Il appelle l’ensemble de ses militants à se joindre aux actions en cours en vue de restaurer sans condition l’ordre constitutionnel et l’Etat de droit. Il appelle l’ensemble des bonnes volontés à réunir et conserver toutes preuves de toutes infractions contre les biens et les personnes, exhorte les Avocats à conseiller, en tant que de besoin, toutes mesures ou diligences pertinentes propres à faciliter la bonne administration de la justice. Il appelle enfin les autorités de poursuite des Juridiction nationales et internationales, en particulier Madame le Procureur de la Cour Pénale Internationale à s’intéresser au cas Burkinabè, théâtre de crimes-types contre l’humanité. »

Si on peut se féliciter des poursuites engagées, il faut s’inquiéter en revanche de certains actes dont on peut raisonnablement douter de la pertinence et des conséquences qu’ils peuvent avoir sur la validité de la procédure d’une part. Il en est de même des actes de nature à violer les garanties de liberté et l’indépendance des avocats telles que consacrées par les aménagements du législateur, qui, si elles sont bafouées ne permettront jamais un procès équitable.

Les poursuites doivent absolument être exercées dans le strict respect des règles qui sont les seules gardiennes de tous, dans une République sérieuse.

| ENTRÉES FOURNIES |
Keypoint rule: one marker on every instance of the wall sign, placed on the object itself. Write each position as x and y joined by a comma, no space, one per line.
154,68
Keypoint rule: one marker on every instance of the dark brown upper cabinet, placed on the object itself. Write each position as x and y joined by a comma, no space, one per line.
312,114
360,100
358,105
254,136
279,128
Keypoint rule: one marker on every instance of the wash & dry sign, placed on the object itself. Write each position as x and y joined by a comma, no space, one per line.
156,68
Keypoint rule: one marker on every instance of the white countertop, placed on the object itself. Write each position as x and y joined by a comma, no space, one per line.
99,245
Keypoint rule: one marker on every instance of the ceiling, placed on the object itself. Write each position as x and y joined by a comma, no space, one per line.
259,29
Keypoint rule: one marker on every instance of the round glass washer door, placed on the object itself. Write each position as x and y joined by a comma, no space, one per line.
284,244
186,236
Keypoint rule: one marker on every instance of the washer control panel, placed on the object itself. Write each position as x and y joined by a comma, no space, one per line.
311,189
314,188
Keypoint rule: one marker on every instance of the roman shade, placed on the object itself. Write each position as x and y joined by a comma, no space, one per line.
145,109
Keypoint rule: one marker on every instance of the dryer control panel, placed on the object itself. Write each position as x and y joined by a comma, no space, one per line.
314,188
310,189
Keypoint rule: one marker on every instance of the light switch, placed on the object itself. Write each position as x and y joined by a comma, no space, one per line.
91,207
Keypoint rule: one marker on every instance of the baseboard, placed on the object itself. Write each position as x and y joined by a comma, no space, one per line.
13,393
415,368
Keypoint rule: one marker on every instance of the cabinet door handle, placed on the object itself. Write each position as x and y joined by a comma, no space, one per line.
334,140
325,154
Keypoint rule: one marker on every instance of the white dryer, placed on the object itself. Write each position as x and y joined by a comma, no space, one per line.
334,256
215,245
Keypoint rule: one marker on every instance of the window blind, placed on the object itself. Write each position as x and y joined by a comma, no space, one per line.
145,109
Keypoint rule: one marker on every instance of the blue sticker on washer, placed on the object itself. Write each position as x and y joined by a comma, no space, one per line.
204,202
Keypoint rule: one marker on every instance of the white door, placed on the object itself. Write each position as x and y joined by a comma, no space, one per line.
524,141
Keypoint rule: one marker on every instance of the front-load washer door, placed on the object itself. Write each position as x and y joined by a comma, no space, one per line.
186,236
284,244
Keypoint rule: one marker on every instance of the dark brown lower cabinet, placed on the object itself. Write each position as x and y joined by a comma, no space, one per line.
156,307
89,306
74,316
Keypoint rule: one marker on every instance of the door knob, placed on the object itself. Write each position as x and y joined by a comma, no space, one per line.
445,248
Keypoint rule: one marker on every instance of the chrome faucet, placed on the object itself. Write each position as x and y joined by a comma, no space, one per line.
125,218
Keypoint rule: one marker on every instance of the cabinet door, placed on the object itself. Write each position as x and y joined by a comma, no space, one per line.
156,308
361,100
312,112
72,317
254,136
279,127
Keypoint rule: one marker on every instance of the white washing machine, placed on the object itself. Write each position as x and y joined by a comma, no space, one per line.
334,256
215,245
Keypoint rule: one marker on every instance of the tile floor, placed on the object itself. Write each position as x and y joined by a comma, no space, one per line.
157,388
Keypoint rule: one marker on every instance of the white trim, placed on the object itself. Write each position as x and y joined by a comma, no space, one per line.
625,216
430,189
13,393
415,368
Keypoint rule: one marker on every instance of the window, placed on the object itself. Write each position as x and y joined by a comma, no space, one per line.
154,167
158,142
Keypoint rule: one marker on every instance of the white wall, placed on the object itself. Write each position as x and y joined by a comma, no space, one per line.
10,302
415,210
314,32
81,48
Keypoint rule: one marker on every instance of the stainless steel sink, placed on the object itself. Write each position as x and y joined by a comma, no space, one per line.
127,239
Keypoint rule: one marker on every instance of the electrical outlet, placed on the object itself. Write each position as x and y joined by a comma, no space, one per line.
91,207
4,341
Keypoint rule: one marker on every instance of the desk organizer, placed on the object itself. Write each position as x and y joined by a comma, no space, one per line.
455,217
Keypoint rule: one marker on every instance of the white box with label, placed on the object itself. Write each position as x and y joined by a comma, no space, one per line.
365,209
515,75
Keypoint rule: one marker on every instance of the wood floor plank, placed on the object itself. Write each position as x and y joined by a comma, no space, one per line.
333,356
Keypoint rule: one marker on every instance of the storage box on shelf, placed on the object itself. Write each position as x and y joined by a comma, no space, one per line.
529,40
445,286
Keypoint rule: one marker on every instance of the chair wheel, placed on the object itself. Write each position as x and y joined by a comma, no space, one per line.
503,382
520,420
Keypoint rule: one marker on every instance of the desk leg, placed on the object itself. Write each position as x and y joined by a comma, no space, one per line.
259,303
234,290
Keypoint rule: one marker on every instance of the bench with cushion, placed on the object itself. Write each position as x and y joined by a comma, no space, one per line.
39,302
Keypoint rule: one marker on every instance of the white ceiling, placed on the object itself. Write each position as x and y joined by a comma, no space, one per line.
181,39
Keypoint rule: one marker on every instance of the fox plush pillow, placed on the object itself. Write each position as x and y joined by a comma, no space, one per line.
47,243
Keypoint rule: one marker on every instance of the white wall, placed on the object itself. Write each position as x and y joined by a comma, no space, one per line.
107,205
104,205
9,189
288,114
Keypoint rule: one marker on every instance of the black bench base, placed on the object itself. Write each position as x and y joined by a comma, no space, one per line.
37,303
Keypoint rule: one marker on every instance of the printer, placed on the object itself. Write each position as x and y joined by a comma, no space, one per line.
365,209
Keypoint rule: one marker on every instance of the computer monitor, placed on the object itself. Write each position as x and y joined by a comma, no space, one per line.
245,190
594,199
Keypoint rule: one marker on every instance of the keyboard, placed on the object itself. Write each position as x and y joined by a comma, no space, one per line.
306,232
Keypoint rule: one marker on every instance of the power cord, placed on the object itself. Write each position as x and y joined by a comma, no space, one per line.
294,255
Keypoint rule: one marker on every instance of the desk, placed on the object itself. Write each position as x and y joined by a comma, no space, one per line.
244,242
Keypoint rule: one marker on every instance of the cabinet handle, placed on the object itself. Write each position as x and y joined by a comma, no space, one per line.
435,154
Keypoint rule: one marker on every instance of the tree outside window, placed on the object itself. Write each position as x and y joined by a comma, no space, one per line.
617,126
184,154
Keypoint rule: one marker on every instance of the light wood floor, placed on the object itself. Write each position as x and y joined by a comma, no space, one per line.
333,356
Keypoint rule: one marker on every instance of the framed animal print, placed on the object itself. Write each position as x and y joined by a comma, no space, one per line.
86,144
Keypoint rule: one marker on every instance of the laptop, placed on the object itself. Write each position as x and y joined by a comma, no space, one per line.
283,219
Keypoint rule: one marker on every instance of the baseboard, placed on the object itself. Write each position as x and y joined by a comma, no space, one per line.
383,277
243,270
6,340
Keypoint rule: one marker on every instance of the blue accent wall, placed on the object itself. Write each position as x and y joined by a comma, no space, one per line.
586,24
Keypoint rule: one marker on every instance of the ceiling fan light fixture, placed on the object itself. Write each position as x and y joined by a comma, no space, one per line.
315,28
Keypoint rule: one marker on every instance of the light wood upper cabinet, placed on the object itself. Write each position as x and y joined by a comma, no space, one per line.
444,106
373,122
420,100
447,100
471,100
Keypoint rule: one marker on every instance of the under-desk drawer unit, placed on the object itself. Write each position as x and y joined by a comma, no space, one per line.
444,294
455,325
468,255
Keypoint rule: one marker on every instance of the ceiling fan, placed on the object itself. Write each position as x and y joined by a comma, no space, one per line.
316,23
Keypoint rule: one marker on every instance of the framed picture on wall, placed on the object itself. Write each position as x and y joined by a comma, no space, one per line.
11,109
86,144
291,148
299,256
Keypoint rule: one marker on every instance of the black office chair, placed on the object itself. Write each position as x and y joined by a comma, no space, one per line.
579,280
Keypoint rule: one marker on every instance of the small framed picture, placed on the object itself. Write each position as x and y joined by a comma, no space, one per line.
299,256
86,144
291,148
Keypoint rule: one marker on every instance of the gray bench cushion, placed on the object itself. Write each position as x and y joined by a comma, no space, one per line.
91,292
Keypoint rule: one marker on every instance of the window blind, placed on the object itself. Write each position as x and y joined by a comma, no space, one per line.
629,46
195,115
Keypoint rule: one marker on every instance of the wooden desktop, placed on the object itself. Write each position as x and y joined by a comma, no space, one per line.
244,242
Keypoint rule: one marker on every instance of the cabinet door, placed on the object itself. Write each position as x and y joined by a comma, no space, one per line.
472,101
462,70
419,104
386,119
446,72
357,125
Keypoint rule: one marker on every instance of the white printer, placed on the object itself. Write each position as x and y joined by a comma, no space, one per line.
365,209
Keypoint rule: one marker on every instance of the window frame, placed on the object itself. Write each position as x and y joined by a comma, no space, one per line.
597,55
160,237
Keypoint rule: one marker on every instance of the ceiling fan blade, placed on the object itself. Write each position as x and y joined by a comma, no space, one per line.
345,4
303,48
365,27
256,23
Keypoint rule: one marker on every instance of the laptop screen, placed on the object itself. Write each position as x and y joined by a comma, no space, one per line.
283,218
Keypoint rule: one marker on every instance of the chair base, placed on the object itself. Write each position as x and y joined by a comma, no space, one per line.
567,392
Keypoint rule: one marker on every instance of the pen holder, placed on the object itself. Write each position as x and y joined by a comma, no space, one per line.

| CONSIGNE |
Reportez mot pour mot le passage de la page dont les premiers mots contiennent « Si on peut se » et qui se termine par « une République sérieuse. ».

| RÉPONSE |
Si on peut se féliciter des poursuites engagées, il faut s’inquiéter en revanche de certains actes dont on peut raisonnablement douter de la pertinence et des conséquences qu’ils peuvent avoir sur la validité de la procédure d’une part. Il en est de même des actes de nature à violer les garanties de liberté et l’indépendance des avocats telles que consacrées par les aménagements du législateur, qui, si elles sont bafouées ne permettront jamais un procès équitable.

Les poursuites doivent absolument être exercées dans le strict respect des règles qui sont les seules gardiennes de tous, dans une République sérieuse.